**PROBLEM TO SOLVE**:
Reproduce every line of the items below, requests included, with each coordinate in the answers multiplied by 2.15 and rounded to a whole number, halves going up. Leave the numbers inside the requests unchanged.

── THE INPUT

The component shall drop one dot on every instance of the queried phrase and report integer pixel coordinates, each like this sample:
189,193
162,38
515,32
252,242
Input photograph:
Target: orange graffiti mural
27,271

────

**SOLUTION FOR THIS PROBLEM**:
The component shall drop one dot on every instance of the queried phrase and report integer pixel coordinates, each like this sample:
189,193
162,38
515,32
252,242
Input photograph:
Target: orange graffiti mural
58,583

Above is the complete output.